Given data:
□ □ □

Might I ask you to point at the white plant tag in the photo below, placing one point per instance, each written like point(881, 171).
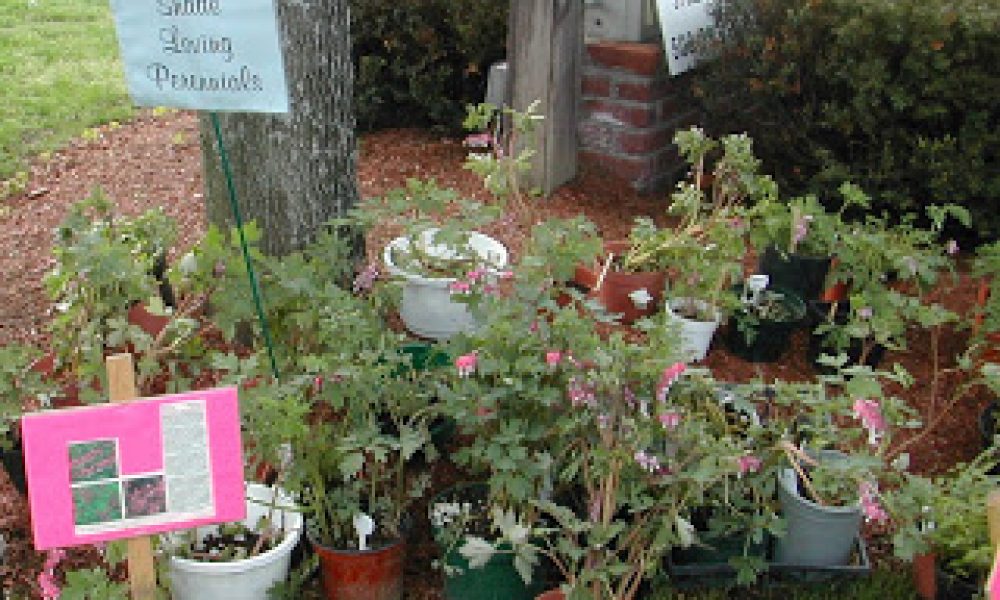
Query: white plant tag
point(364, 526)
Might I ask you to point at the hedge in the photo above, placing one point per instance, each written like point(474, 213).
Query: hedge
point(899, 96)
point(419, 62)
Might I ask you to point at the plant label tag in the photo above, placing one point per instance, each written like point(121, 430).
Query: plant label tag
point(113, 471)
point(202, 54)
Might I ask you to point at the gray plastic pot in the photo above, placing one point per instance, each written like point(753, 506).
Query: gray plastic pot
point(818, 536)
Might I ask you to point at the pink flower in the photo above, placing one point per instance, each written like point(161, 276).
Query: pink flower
point(870, 414)
point(669, 376)
point(466, 364)
point(47, 578)
point(579, 393)
point(670, 420)
point(869, 503)
point(648, 462)
point(749, 463)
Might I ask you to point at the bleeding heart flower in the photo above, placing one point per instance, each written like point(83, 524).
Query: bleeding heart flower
point(466, 364)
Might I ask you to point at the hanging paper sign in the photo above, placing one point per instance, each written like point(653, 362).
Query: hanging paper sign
point(114, 471)
point(683, 22)
point(202, 54)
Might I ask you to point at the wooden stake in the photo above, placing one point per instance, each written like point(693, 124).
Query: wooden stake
point(993, 516)
point(141, 569)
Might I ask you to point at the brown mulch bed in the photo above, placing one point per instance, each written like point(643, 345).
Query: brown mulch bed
point(155, 161)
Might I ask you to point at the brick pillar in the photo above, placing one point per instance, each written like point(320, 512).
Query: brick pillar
point(630, 110)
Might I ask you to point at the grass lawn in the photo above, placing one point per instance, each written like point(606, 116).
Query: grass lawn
point(60, 74)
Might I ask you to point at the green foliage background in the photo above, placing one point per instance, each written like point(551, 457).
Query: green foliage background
point(419, 62)
point(898, 96)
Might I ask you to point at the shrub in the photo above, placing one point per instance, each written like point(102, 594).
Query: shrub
point(898, 97)
point(420, 62)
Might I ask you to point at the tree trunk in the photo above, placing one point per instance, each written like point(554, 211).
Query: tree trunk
point(293, 172)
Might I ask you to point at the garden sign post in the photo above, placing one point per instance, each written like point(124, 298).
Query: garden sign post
point(133, 468)
point(216, 55)
point(141, 568)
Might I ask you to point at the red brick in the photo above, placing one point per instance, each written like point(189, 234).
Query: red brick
point(636, 116)
point(645, 91)
point(596, 86)
point(643, 142)
point(642, 59)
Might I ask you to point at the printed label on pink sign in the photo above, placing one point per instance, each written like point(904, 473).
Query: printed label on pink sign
point(113, 471)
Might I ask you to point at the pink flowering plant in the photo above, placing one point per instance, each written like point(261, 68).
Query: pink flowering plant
point(891, 268)
point(703, 252)
point(590, 458)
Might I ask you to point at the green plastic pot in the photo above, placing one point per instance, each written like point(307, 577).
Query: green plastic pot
point(772, 338)
point(496, 580)
point(816, 535)
point(800, 273)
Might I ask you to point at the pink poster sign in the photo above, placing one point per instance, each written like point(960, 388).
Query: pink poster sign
point(112, 471)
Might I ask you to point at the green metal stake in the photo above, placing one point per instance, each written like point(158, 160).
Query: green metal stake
point(238, 216)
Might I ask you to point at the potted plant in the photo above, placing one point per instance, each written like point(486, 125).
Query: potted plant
point(701, 254)
point(353, 425)
point(891, 269)
point(941, 526)
point(444, 263)
point(242, 560)
point(760, 327)
point(795, 242)
point(590, 464)
point(838, 460)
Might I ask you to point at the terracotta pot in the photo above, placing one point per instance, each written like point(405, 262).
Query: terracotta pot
point(375, 574)
point(147, 321)
point(924, 576)
point(614, 290)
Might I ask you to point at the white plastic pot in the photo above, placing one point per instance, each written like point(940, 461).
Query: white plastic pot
point(696, 336)
point(247, 579)
point(427, 308)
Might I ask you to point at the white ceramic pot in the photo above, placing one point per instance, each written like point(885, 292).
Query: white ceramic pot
point(696, 336)
point(247, 579)
point(427, 308)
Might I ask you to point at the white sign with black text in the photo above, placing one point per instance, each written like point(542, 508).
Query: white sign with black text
point(683, 22)
point(202, 54)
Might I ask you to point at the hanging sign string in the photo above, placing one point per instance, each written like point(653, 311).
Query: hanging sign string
point(238, 216)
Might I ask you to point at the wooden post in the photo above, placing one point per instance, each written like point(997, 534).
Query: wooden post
point(141, 569)
point(545, 48)
point(993, 517)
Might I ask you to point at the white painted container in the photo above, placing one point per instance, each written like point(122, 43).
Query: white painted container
point(247, 579)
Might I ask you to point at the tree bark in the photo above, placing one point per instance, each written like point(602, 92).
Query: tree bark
point(293, 172)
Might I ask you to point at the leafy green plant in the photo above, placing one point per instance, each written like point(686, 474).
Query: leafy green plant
point(896, 97)
point(947, 515)
point(420, 62)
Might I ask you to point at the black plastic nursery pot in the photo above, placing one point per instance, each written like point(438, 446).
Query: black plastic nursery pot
point(771, 338)
point(803, 274)
point(819, 344)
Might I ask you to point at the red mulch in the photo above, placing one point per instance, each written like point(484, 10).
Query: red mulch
point(155, 161)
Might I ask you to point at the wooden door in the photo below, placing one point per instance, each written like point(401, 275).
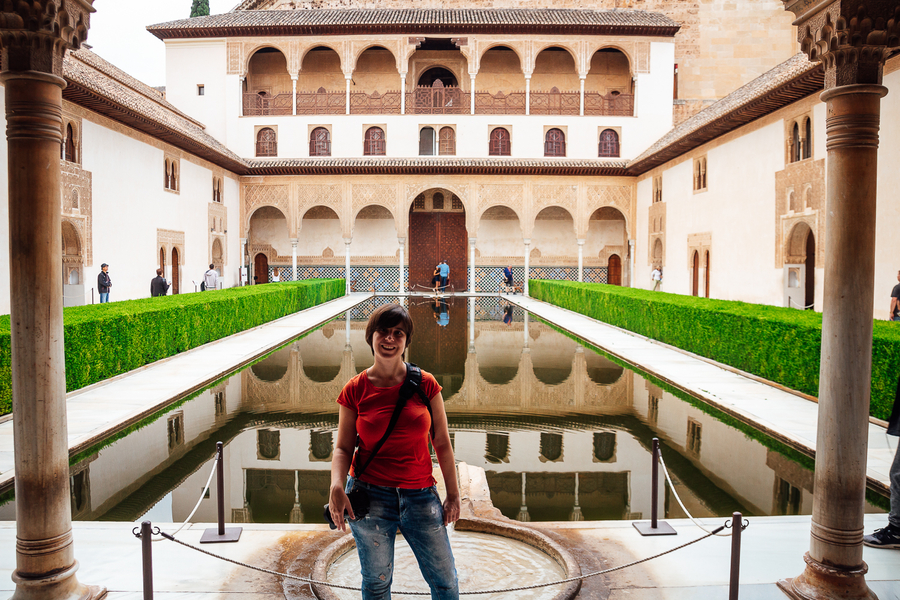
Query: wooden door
point(261, 268)
point(695, 275)
point(433, 237)
point(614, 270)
point(176, 273)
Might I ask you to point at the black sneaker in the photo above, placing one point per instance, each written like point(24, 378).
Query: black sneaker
point(888, 537)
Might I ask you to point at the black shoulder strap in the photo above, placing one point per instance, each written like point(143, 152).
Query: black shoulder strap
point(411, 385)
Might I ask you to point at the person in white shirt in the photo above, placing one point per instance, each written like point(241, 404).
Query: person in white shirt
point(211, 279)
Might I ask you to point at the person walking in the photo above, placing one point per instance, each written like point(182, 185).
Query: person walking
point(158, 285)
point(104, 282)
point(656, 277)
point(889, 537)
point(210, 279)
point(894, 313)
point(445, 275)
point(398, 481)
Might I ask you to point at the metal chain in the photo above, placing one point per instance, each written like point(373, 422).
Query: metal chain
point(405, 593)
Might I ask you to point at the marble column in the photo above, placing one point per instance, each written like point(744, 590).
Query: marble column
point(34, 39)
point(527, 266)
point(853, 63)
point(347, 278)
point(402, 242)
point(527, 94)
point(581, 260)
point(472, 265)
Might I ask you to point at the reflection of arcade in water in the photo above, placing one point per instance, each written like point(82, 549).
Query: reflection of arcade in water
point(561, 432)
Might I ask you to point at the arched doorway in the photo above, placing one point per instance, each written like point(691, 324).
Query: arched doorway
point(261, 268)
point(176, 273)
point(437, 232)
point(695, 274)
point(614, 270)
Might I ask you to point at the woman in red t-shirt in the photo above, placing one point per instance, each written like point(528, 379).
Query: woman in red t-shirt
point(398, 480)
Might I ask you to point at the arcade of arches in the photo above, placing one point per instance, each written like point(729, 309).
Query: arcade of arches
point(575, 228)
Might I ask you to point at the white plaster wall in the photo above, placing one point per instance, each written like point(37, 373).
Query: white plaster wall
point(193, 62)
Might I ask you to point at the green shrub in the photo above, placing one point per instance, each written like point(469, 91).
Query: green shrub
point(104, 340)
point(779, 344)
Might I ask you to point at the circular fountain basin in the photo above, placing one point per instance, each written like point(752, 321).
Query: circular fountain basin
point(489, 556)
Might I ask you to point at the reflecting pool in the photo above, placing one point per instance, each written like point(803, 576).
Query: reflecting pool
point(562, 431)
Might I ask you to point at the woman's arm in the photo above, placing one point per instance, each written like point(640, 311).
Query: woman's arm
point(444, 451)
point(340, 466)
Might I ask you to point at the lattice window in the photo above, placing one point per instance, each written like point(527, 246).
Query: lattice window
point(447, 145)
point(70, 144)
point(374, 144)
point(555, 143)
point(320, 142)
point(266, 142)
point(609, 144)
point(499, 142)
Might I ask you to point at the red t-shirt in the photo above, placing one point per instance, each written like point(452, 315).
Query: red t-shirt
point(403, 461)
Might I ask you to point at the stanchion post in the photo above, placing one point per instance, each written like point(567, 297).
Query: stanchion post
point(147, 559)
point(220, 533)
point(655, 526)
point(736, 524)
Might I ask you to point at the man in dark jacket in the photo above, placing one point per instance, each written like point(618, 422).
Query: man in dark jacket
point(158, 285)
point(104, 283)
point(889, 537)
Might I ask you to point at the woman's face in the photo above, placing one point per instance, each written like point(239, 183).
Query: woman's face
point(389, 343)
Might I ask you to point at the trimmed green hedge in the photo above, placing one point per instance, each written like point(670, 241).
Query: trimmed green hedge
point(104, 340)
point(779, 344)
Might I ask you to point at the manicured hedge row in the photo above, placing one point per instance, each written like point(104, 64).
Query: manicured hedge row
point(103, 340)
point(779, 344)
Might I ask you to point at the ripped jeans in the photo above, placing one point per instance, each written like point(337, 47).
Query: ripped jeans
point(419, 516)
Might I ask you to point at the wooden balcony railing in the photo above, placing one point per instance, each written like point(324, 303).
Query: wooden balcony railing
point(500, 103)
point(612, 104)
point(362, 103)
point(555, 102)
point(256, 104)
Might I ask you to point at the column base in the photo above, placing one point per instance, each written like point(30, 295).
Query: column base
point(58, 586)
point(821, 582)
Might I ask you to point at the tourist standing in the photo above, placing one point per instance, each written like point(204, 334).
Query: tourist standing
point(210, 279)
point(104, 282)
point(894, 313)
point(889, 537)
point(656, 277)
point(445, 275)
point(158, 285)
point(398, 481)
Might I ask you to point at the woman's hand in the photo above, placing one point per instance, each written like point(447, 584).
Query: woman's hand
point(451, 509)
point(338, 502)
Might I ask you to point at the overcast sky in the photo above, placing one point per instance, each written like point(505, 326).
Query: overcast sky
point(118, 33)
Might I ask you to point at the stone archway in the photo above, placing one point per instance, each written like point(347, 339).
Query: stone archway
point(437, 231)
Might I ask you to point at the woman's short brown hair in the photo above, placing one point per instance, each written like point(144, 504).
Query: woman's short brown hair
point(387, 316)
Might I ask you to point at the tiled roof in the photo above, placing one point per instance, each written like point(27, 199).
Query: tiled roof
point(790, 81)
point(105, 89)
point(311, 22)
point(436, 166)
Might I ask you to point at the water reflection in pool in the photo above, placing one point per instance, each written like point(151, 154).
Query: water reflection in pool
point(562, 432)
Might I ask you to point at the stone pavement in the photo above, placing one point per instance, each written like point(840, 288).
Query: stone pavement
point(99, 410)
point(776, 411)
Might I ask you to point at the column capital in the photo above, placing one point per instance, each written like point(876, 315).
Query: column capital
point(36, 35)
point(851, 38)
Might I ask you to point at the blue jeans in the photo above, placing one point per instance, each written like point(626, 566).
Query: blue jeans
point(419, 516)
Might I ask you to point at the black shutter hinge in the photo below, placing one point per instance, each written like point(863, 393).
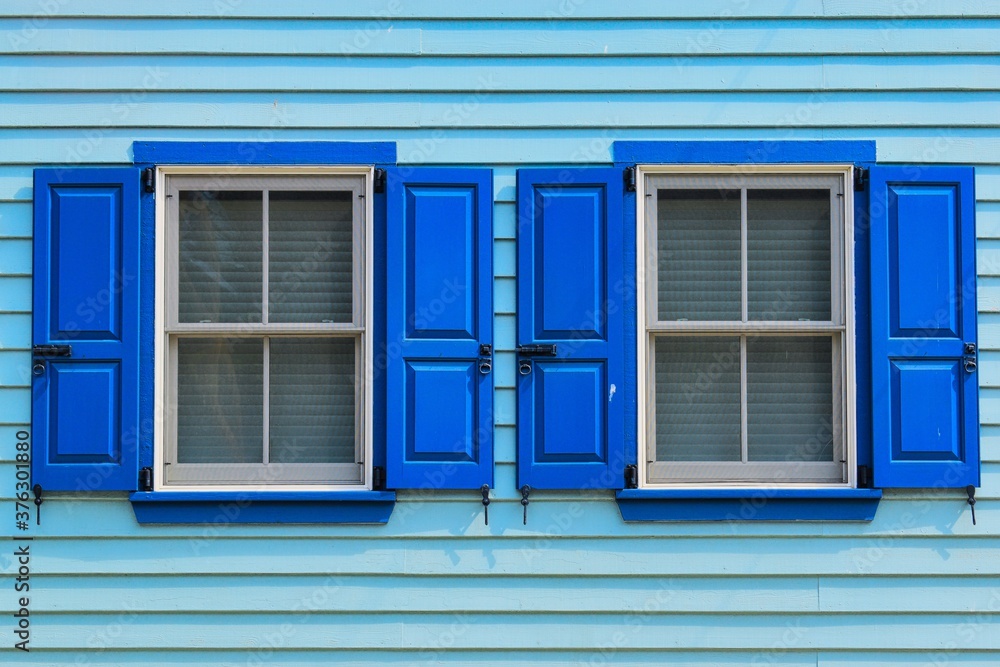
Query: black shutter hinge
point(629, 179)
point(860, 179)
point(149, 180)
point(378, 478)
point(864, 477)
point(378, 184)
point(631, 477)
point(146, 479)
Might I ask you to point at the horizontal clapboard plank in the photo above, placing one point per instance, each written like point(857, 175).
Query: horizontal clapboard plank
point(433, 594)
point(506, 594)
point(507, 148)
point(379, 10)
point(497, 110)
point(391, 630)
point(573, 517)
point(491, 74)
point(357, 38)
point(438, 654)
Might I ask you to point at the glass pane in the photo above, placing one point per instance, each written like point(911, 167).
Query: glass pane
point(312, 400)
point(310, 257)
point(788, 254)
point(220, 400)
point(220, 273)
point(698, 399)
point(790, 398)
point(698, 254)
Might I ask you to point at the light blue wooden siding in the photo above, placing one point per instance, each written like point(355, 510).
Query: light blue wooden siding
point(531, 83)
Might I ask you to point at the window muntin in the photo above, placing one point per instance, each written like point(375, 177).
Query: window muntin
point(265, 332)
point(744, 339)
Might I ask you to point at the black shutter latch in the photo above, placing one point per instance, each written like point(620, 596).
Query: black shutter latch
point(378, 478)
point(971, 490)
point(378, 184)
point(485, 490)
point(149, 180)
point(860, 179)
point(37, 490)
point(631, 476)
point(525, 491)
point(146, 479)
point(629, 179)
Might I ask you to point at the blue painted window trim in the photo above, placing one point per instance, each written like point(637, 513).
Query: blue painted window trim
point(820, 504)
point(748, 504)
point(254, 506)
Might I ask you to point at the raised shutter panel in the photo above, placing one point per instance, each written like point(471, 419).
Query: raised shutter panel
point(923, 280)
point(439, 264)
point(85, 406)
point(571, 406)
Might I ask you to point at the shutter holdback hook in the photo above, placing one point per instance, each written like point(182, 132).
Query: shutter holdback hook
point(971, 490)
point(525, 490)
point(485, 490)
point(37, 490)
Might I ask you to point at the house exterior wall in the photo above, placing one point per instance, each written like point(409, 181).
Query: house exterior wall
point(514, 84)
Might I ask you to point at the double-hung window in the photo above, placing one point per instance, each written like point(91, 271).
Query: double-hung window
point(264, 329)
point(746, 363)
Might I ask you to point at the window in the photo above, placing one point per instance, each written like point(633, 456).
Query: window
point(264, 338)
point(282, 336)
point(748, 296)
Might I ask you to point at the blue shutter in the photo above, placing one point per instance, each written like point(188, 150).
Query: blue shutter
point(571, 406)
point(923, 280)
point(439, 383)
point(85, 413)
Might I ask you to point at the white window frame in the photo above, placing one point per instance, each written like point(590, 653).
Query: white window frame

□ □ □

Set exercise:
Repeat the lines above word for word, starting at the line with "Might I ask you to point at the reflecting" and going up to and including the line with "point(562, 431)".

Correct output:
Might I ask you to point at the reflecting pool in the photo above, placing one point per instance, each written like point(803, 576).
Query: reflecting pool
point(562, 431)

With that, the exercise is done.